__Work order__.
What lines in the records below include the word "ground"? Return each one.

Records from a collection

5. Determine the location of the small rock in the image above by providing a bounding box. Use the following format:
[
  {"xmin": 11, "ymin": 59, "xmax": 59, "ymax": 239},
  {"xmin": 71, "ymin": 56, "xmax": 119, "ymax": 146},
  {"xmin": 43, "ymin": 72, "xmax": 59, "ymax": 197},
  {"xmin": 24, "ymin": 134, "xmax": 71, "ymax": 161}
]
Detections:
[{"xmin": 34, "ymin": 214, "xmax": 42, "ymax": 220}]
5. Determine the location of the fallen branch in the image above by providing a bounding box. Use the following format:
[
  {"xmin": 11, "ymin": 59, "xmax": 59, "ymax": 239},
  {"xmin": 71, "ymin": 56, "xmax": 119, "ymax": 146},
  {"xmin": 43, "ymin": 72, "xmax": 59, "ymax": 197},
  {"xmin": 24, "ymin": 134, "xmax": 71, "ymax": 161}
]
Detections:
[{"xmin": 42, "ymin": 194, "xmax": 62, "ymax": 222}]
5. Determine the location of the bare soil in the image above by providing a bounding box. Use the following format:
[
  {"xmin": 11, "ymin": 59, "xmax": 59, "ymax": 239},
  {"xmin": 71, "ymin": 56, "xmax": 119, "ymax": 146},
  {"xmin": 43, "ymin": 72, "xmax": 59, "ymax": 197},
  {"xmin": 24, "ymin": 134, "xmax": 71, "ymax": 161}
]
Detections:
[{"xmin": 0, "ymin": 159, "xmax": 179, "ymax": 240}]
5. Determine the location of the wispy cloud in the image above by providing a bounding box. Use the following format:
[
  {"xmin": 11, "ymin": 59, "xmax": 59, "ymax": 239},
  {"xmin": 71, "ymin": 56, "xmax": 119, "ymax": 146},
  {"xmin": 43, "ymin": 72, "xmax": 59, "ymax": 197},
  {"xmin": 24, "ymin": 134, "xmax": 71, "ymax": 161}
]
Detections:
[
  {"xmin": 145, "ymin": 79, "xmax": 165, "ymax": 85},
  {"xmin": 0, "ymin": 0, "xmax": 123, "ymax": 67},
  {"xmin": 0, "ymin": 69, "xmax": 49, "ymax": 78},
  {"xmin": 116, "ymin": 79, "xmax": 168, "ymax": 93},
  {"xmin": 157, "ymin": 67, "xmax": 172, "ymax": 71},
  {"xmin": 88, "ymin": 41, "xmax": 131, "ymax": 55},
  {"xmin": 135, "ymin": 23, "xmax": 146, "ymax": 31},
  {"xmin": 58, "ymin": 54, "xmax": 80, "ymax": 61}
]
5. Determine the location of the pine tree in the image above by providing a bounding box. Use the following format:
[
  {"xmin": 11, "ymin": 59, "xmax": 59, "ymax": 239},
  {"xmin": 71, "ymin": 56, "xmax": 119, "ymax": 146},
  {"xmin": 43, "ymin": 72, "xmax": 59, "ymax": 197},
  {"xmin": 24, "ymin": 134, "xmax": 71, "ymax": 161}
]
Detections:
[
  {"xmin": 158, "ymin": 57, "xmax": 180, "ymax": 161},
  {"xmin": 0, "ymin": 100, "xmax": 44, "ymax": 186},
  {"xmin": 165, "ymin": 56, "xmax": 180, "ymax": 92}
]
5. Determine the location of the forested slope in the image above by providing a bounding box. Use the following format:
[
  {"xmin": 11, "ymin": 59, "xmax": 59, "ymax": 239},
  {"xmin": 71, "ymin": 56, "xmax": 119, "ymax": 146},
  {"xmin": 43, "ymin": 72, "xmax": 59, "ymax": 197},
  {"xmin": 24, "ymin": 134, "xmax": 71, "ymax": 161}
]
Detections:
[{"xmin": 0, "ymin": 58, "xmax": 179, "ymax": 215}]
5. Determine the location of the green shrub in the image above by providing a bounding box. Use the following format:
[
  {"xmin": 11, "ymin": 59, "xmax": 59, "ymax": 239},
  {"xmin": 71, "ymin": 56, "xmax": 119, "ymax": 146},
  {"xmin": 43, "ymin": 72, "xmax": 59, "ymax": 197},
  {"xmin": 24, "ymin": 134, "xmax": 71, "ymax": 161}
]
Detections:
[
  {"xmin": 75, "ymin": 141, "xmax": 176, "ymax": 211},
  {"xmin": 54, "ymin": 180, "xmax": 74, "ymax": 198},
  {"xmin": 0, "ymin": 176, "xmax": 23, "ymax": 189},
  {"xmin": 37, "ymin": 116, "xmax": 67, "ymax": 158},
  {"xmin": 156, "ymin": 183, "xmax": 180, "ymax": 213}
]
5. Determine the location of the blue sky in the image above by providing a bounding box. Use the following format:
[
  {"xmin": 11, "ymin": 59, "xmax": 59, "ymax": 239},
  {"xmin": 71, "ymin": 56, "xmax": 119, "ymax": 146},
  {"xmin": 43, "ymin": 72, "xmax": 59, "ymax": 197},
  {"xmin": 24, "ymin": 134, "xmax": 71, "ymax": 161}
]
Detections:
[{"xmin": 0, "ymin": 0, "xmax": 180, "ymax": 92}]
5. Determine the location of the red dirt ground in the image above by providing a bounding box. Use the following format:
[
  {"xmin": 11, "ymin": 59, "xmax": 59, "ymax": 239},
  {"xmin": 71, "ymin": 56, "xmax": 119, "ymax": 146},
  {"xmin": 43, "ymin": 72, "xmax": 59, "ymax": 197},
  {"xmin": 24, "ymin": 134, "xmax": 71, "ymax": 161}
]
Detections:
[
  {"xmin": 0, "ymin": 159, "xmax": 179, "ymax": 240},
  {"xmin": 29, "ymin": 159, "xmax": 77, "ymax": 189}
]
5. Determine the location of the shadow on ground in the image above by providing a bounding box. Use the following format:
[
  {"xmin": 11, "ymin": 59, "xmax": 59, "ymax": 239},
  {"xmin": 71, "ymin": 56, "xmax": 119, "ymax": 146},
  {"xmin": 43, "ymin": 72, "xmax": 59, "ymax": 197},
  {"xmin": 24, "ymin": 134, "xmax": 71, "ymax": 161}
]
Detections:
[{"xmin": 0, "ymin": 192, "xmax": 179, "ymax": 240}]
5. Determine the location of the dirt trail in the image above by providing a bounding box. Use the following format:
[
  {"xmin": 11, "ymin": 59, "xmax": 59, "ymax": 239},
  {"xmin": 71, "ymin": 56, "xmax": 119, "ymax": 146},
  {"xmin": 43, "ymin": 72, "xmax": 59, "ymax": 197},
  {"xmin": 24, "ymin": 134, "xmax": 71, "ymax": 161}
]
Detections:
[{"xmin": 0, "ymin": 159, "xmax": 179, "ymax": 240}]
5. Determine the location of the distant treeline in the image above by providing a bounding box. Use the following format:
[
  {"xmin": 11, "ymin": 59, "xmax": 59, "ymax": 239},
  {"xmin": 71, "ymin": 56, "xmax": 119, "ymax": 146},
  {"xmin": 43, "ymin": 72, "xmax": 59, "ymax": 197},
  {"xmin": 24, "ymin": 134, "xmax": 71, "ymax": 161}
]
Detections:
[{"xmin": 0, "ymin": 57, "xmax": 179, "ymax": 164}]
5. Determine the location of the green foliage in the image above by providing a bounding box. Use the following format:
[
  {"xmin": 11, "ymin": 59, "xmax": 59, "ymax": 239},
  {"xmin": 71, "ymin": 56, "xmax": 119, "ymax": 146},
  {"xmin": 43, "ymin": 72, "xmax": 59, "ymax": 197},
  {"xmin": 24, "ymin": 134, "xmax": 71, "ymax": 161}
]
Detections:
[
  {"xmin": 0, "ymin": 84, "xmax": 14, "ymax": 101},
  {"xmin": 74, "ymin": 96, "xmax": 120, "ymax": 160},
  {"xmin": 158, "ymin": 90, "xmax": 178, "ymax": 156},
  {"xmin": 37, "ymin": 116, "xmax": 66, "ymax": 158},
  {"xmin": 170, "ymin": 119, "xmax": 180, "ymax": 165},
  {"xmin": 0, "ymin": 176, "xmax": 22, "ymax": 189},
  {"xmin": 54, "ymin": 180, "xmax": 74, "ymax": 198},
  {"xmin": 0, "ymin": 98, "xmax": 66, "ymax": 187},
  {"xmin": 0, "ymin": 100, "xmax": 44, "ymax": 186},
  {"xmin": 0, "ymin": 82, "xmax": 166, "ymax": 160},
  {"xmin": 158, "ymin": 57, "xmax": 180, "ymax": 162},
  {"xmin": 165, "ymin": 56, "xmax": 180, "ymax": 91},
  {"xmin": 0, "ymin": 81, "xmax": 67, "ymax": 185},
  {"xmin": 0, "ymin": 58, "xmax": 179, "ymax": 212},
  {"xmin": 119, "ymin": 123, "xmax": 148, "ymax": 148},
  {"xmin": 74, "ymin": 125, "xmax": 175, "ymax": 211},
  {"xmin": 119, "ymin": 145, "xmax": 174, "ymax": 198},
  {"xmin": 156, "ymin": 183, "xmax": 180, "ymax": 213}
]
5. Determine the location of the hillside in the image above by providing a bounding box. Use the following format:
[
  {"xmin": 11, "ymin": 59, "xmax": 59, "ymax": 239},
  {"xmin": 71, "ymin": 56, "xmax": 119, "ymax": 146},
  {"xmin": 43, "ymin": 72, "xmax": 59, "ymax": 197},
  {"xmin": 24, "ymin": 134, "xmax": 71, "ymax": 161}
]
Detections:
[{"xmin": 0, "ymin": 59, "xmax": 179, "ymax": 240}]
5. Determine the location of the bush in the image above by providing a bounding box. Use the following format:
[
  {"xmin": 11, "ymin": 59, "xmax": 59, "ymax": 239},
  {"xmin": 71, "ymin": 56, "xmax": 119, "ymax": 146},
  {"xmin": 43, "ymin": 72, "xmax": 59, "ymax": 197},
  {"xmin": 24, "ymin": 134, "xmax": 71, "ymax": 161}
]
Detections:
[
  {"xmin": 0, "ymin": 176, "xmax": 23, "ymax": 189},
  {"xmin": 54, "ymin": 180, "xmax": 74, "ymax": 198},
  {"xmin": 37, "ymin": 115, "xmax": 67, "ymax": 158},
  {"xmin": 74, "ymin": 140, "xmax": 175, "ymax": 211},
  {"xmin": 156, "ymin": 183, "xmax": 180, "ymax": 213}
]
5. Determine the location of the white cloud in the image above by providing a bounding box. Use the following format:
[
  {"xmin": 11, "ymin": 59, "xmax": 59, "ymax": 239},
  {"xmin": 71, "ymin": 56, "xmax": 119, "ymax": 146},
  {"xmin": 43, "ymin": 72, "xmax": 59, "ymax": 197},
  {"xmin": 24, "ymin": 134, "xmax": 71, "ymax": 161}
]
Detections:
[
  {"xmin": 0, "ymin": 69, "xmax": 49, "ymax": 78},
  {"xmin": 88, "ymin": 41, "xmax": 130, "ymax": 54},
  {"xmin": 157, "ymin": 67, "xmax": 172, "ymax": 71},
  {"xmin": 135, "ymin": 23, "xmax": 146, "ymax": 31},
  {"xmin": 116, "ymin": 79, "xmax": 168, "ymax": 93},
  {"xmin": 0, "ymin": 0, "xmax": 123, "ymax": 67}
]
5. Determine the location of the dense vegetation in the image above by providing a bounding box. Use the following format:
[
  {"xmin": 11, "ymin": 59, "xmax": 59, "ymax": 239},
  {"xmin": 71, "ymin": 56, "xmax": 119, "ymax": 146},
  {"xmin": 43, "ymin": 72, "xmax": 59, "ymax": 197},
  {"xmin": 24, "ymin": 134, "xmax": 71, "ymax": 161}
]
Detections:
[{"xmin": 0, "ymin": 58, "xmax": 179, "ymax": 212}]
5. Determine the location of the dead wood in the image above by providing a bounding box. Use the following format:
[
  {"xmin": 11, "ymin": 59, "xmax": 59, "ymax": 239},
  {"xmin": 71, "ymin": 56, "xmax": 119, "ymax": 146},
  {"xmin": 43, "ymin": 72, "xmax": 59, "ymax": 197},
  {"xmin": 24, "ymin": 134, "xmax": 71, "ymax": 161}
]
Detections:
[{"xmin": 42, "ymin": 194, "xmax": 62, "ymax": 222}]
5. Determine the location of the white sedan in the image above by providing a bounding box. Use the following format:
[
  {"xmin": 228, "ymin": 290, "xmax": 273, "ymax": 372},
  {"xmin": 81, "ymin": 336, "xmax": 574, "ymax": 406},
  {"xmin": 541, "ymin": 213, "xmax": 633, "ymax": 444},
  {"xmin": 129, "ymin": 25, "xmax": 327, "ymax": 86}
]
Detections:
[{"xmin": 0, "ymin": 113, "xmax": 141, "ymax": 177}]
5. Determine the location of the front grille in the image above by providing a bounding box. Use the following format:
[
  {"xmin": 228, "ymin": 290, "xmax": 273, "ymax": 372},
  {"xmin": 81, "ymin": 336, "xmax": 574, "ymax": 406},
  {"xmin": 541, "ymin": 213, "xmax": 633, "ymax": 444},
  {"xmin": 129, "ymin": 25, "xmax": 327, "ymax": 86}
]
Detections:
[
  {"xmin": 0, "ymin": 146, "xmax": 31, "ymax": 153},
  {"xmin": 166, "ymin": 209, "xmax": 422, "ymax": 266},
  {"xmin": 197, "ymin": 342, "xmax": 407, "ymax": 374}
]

__Expected answer__.
5. Determine the location of the red dirt ground in the image above by providing a bounding box. Use the following format:
5. Determine the location of the shadow on ground in the image above by providing a bounding box. Use the following format:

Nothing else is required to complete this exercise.